[Point-per-instance localization data]

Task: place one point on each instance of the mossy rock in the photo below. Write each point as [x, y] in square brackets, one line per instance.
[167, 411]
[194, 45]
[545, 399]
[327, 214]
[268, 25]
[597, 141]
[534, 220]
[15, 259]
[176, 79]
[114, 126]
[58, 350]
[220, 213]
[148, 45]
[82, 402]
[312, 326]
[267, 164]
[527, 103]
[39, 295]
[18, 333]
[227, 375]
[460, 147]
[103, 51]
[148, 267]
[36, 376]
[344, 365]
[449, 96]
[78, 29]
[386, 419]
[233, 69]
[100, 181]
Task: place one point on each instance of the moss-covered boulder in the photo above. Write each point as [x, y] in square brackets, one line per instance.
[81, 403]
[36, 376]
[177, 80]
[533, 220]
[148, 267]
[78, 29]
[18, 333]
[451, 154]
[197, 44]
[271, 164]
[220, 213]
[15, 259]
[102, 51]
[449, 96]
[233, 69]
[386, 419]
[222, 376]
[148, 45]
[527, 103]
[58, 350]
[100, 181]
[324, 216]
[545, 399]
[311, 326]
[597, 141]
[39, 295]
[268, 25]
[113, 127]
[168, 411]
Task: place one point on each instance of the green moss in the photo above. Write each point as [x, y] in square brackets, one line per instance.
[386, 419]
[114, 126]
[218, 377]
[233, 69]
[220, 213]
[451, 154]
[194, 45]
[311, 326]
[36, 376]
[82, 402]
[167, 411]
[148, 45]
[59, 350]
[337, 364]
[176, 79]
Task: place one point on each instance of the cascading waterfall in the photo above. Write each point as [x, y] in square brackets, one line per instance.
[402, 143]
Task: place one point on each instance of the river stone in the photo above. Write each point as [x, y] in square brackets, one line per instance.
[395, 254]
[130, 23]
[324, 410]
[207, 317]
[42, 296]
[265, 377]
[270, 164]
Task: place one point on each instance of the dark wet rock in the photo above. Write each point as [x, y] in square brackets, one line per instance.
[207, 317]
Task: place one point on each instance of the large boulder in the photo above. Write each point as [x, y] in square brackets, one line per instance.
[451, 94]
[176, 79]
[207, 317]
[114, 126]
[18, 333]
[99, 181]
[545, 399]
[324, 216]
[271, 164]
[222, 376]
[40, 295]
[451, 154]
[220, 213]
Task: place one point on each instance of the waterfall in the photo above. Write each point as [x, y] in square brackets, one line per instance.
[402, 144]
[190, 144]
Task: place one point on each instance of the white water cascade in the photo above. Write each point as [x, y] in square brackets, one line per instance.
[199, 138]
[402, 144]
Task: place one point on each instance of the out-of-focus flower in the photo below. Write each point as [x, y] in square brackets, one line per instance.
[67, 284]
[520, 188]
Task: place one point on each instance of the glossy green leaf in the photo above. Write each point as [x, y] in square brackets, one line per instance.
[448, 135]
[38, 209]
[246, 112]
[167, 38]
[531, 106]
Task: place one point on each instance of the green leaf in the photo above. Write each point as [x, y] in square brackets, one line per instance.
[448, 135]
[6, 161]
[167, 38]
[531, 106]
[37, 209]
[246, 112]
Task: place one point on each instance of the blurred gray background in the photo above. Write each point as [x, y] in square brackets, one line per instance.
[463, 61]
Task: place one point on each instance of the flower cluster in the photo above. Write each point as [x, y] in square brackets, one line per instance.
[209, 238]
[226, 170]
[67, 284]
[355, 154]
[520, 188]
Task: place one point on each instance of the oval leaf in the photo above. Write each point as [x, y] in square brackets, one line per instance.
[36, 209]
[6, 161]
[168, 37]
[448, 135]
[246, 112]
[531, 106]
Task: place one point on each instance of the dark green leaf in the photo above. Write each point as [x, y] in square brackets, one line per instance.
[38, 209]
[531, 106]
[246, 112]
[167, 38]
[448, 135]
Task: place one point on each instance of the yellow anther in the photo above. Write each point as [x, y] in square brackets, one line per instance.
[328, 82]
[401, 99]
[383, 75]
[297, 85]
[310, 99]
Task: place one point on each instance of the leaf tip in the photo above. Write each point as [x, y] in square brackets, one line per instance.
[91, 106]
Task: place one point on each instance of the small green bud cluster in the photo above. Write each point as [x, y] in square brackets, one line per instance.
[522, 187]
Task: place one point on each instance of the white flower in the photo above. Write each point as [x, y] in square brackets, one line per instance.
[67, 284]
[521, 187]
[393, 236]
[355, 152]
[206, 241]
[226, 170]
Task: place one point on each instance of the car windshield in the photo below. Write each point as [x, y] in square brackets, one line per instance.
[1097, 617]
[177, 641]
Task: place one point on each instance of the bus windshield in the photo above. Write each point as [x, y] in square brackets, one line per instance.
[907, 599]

> **What is required**: Reproduce all records exactly, without omissions.

> **Solved exercise**:
Task: place one point on each instance of the mossy rock in the photo below. Write each point as [x, y] in square brackets, one line per instance.
[167, 411]
[194, 45]
[545, 399]
[327, 214]
[268, 25]
[597, 141]
[534, 220]
[15, 259]
[176, 79]
[114, 126]
[58, 350]
[220, 213]
[148, 45]
[82, 402]
[312, 326]
[267, 164]
[527, 103]
[39, 295]
[18, 333]
[227, 375]
[460, 147]
[103, 51]
[148, 267]
[36, 376]
[344, 365]
[449, 96]
[78, 29]
[386, 419]
[233, 69]
[100, 181]
Task: place one point on each instance of the moss-covered boulder in the photo above. Write each point as [x, y] in square brackets, one line per instance.
[81, 403]
[36, 376]
[177, 80]
[533, 220]
[148, 267]
[78, 29]
[18, 333]
[451, 154]
[197, 44]
[271, 164]
[220, 213]
[15, 259]
[102, 51]
[449, 96]
[233, 69]
[386, 419]
[222, 376]
[148, 45]
[527, 103]
[58, 350]
[100, 181]
[324, 216]
[545, 399]
[311, 326]
[597, 141]
[39, 295]
[268, 25]
[113, 127]
[168, 411]
Task: place one point on each instance of the green moss in the photo above. Write each point as [x, y] in square brackets, one line per instance.
[386, 419]
[114, 126]
[218, 377]
[233, 69]
[220, 213]
[451, 154]
[194, 45]
[311, 326]
[36, 376]
[82, 402]
[167, 411]
[148, 45]
[59, 350]
[337, 364]
[176, 79]
Task: place one point on each instance of the cascading waterfall in the photo above. Write each point as [x, y] in square brackets, one line per instance.
[402, 143]
Task: place one point on each instance of the river stone in the photo above. Write each point as [x, y] in square brackets, one line per instance.
[395, 254]
[130, 23]
[324, 410]
[207, 317]
[42, 296]
[265, 377]
[270, 164]
Task: place one point on each instance of the dark wet rock in the photo above. Write each point as [x, y] in square brackets, one line per instance.
[207, 317]
Task: place one point on each instance of the large boulder in the photo above. Write each point as [x, y] in square brackets, one line per instance.
[451, 94]
[176, 79]
[207, 317]
[114, 126]
[18, 333]
[99, 181]
[545, 399]
[324, 216]
[271, 164]
[222, 376]
[40, 295]
[451, 154]
[220, 213]
Task: place one point on each instance of the waterfall in the photo above. Write each point as [x, y] in square brackets, one line per instance.
[402, 144]
[190, 144]
Task: place one point on each instance of the white water cascade in the photo above. Write each point as [x, y] in square brackets, one line per instance.
[199, 138]
[402, 144]
Task: place one point on each instance of the out-of-focus flower in the photo below. Write each point as [x, y] in square brackets, one line per instance.
[67, 284]
[520, 188]
Task: place one point on each instance of the glossy green leaf in the photo above. Write each point as [x, y] in square brackets, one line per instance.
[448, 135]
[38, 209]
[246, 112]
[167, 38]
[531, 106]
Task: place one point on each instance of the green leaf in the photo above. Write each point as [x, y] in square brackets, one line per instance.
[448, 135]
[6, 161]
[167, 38]
[531, 106]
[37, 209]
[246, 112]
Task: place one point on each instance of the blurred gray background in the photo above. Write each point as [x, y] in square brackets, one line per instance.
[463, 61]
Task: place one point on each instance of the flower cluster in the photo above. Write each point as [x, y] in square brackets, one line per instance.
[209, 238]
[226, 170]
[67, 284]
[355, 154]
[520, 188]
Task: place one point on each instance of the oval leaf in the photo above. Write each point as [x, y] in square brackets, one line per instance.
[36, 209]
[6, 161]
[168, 37]
[448, 135]
[246, 112]
[531, 106]
Task: place one point on each instance of the dark green leaf in the photo above. Write each point as [x, y] in square brackets, one line per instance.
[38, 209]
[531, 106]
[246, 112]
[167, 38]
[448, 135]
Task: place one point on each instance of the yellow anther in the photo above. Write each point as [x, y] in square brackets, one line per instance.
[328, 82]
[401, 99]
[383, 75]
[297, 85]
[310, 99]
Task: place one point on each instance of the leaf tip in the photo above. Write each point as [x, y] in square brackets, one line per instance.
[91, 106]
Task: place one point on each instance of the small green bud cluster in the photo above. Write each point as [x, y] in square brackets, one line per instance.
[522, 187]
Task: place one point on each instance of the white flower in the photo above. Write each point as [x, y] in square brackets, one line per instance.
[67, 284]
[521, 187]
[393, 236]
[355, 152]
[206, 241]
[226, 170]
Task: place one point on each instance of the car windshield in the photo below. Write each point as [x, y] in square brackets, one line per instance.
[1097, 617]
[177, 641]
Task: place one point on each instance of the bus windshield in the photo above. Write each point as [x, y] in square brackets, one line per instance.
[907, 599]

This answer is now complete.